• DIRECTIONS FOR THIS TASK
Retype every line of the records below without changing a word, and leave out the pictures.

• EXCERPTED DATA
───
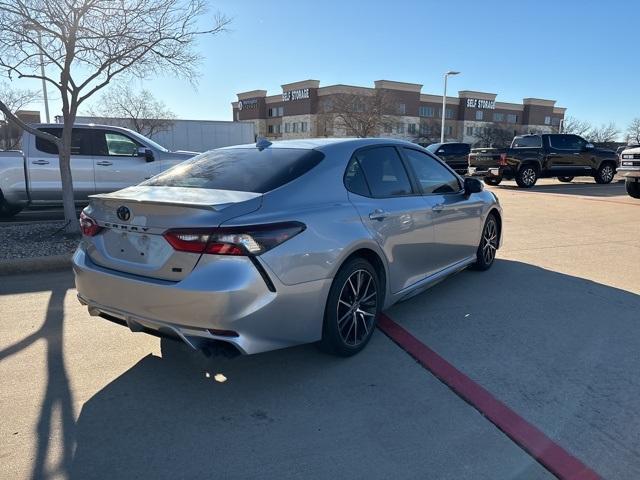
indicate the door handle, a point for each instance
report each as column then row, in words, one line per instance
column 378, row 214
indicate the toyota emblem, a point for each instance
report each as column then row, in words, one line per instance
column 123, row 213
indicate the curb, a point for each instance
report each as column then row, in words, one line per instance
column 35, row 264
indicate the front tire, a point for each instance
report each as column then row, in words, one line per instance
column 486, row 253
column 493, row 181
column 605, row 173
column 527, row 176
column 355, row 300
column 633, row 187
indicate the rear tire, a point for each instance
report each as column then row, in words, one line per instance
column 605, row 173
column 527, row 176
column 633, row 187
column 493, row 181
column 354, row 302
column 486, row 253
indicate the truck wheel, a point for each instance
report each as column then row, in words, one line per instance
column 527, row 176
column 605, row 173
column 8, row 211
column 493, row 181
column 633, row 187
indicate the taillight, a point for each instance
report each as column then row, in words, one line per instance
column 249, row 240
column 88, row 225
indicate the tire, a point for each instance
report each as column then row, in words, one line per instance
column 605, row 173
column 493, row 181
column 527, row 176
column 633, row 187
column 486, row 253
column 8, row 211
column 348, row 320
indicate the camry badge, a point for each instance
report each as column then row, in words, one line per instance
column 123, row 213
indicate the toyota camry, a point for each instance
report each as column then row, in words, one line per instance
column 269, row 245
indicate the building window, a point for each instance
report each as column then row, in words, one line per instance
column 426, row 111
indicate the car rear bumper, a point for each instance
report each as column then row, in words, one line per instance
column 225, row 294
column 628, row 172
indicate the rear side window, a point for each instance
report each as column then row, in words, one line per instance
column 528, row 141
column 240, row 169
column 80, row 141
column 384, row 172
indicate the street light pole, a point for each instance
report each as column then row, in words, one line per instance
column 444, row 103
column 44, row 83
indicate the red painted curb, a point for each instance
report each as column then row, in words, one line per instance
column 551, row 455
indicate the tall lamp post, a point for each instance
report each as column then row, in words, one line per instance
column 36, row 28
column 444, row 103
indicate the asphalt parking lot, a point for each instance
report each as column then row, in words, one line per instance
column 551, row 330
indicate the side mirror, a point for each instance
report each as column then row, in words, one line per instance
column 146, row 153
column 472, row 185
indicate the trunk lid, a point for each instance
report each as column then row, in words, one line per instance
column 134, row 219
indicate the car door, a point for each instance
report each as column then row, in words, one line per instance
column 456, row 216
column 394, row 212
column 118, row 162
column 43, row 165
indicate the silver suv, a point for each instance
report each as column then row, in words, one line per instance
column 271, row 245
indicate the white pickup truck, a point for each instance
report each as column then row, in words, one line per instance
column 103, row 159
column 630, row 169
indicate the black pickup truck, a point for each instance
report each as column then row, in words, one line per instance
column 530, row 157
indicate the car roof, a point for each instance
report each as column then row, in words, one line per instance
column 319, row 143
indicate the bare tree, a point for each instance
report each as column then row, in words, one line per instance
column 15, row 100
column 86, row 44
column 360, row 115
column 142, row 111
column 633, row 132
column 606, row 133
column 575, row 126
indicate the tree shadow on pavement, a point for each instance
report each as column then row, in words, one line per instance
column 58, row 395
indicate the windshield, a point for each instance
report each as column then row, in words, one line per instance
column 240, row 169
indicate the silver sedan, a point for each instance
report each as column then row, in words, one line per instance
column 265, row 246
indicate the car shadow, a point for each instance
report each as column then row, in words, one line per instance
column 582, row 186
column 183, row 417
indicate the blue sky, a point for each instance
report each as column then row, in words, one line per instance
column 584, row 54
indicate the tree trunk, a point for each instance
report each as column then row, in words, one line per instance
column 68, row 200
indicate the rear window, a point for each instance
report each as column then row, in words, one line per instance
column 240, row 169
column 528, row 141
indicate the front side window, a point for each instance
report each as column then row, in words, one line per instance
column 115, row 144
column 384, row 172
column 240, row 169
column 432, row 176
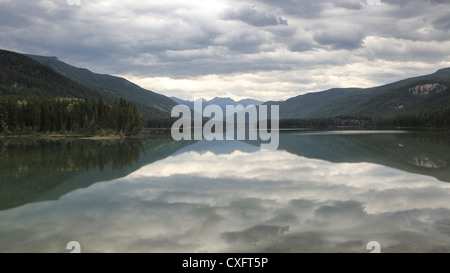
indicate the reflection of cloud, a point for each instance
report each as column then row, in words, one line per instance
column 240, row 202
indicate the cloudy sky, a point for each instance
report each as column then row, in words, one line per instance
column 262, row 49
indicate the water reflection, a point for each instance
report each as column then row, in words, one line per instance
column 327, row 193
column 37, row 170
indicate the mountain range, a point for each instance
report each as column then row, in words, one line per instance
───
• REPLY
indicate the door handle, a point for each instance
report each as column then row, in words, one line per instance
column 378, row 214
indicate the toyota emblem, a point for each instance
report each as column then row, in words, one line per instance
column 123, row 213
indicate the curb, a point for each instance
report each as column then row, in words, one line per instance
column 35, row 264
indicate the front tire, a point for each instance
report each as column then row, in words, one line per instance
column 486, row 253
column 493, row 181
column 605, row 173
column 527, row 176
column 355, row 300
column 633, row 187
indicate the rear tire, a point for each instance
report each as column then row, in words, one line per instance
column 605, row 173
column 527, row 176
column 633, row 187
column 493, row 181
column 354, row 302
column 486, row 253
indicate the truck wheel, a point for each instance
report each as column then row, in words, one line per instance
column 527, row 176
column 605, row 173
column 8, row 211
column 493, row 181
column 633, row 187
indicate the taillight, a point for each instance
report each as column then row, in words, one line per instance
column 249, row 240
column 88, row 225
indicate the tire, a point for each instance
report each as column then row, in words, one line per instance
column 605, row 173
column 493, row 181
column 527, row 176
column 633, row 187
column 486, row 253
column 8, row 211
column 348, row 320
indicate the camry badge, a point for each instance
report each as column then row, in words, one line per instance
column 123, row 213
indicate the toyota camry, a point for each instance
report each as column then row, in words, one line per instance
column 269, row 245
indicate the building window, a point for each instance
report each as column then row, in words, one line per instance
column 426, row 111
indicate the car rear bumper, a point for each instance
report each as column then row, in words, one line per instance
column 225, row 294
column 628, row 172
indicate the rear side window, a point for each instance
report each as column then row, in words, one line per instance
column 528, row 141
column 240, row 169
column 80, row 141
column 384, row 172
indicate the street light pole, a point for each instance
report each as column then row, in words, one line per instance
column 444, row 103
column 44, row 83
indicate the red painted curb, a point for each instance
report each as column then row, in words, one line per instance
column 551, row 455
indicate the tall lamp post, a point for each instance
report each as column then row, in words, one line per instance
column 36, row 28
column 444, row 103
indicate the asphalt parking lot, a point for each instance
report each as column then row, in words, one line per instance
column 551, row 330
indicate the side mirror, a point for each instance
report each as column then row, in words, one line per instance
column 146, row 153
column 472, row 185
indicate the trunk lid, a point for each instance
report each as column then row, in words, one line per instance
column 134, row 219
indicate the car door, a point for each instance
report each as column then row, in words, one line per instance
column 456, row 216
column 394, row 212
column 118, row 162
column 43, row 165
indicate the silver suv, a point for each instance
report each as column then row, in words, one line per instance
column 271, row 245
indicate the white pickup truck, a point for each instance
report each as column then row, in words, one line per instance
column 103, row 159
column 630, row 169
indicate the black pickup truck, a point for each instance
report each as column then row, in words, one line per instance
column 530, row 157
indicate the car roof, a point for each instance
report each as column then row, in words, one line per instance
column 319, row 143
indicate the bare tree, a point for each instance
report each as column then row, in words, one line per instance
column 15, row 100
column 86, row 44
column 360, row 115
column 142, row 111
column 633, row 132
column 606, row 133
column 575, row 126
indicate the tree shadow on pavement, a point for each instance
report each as column then row, in words, one line per instance
column 58, row 395
indicate the windshield, a point for each instance
report each as column then row, in words, one line per instance
column 240, row 169
indicate the silver sedan, a point for each instance
report each as column then row, in words, one line per instance
column 265, row 246
indicate the car shadow, a point for each instance
report each as column then row, in words, one line per instance
column 582, row 186
column 183, row 417
indicate the blue sky, a point for each instance
report each as column then row, in words, one line per instance
column 584, row 54
indicate the tree trunk, a point for each instance
report each as column then row, in words, one line per instance
column 68, row 200
indicate the rear window, a point for each instance
report each as column then row, in words, one line per instance
column 240, row 169
column 528, row 141
indicate the front side window, a point for each instance
report each as column then row, in words, one line per instance
column 115, row 144
column 384, row 172
column 240, row 169
column 432, row 176
indicate the reflection of cloud, a point for each instance
report each as column then row, in words, one line per instance
column 240, row 202
indicate the cloudy sky, a point for each instance
report each as column then row, in words, one line per instance
column 262, row 49
indicate the water reflection, a point for each instance
report each as column then row, in words, one line per instance
column 327, row 193
column 37, row 170
indicate the mountain range, a point for each instance
report each as column then row, in words, one line per instance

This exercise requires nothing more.